**Task requirements**
Locate every line in the records below that contains the string "camouflage", and copy each such line in full. The match is case-sensitive.

══════════

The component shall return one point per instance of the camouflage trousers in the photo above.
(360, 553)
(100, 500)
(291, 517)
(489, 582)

══════════

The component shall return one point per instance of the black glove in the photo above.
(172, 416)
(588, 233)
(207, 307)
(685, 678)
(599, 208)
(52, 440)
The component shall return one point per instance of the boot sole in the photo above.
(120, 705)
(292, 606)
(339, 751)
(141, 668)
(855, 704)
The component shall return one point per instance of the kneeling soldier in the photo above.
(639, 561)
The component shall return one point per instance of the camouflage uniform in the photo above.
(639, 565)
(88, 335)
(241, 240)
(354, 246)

══════════

**Result below**
The component shall return one point per instance of the camouflage trousers in the photo above.
The component shall return one point per instance of the camouflage uniform in the photo above.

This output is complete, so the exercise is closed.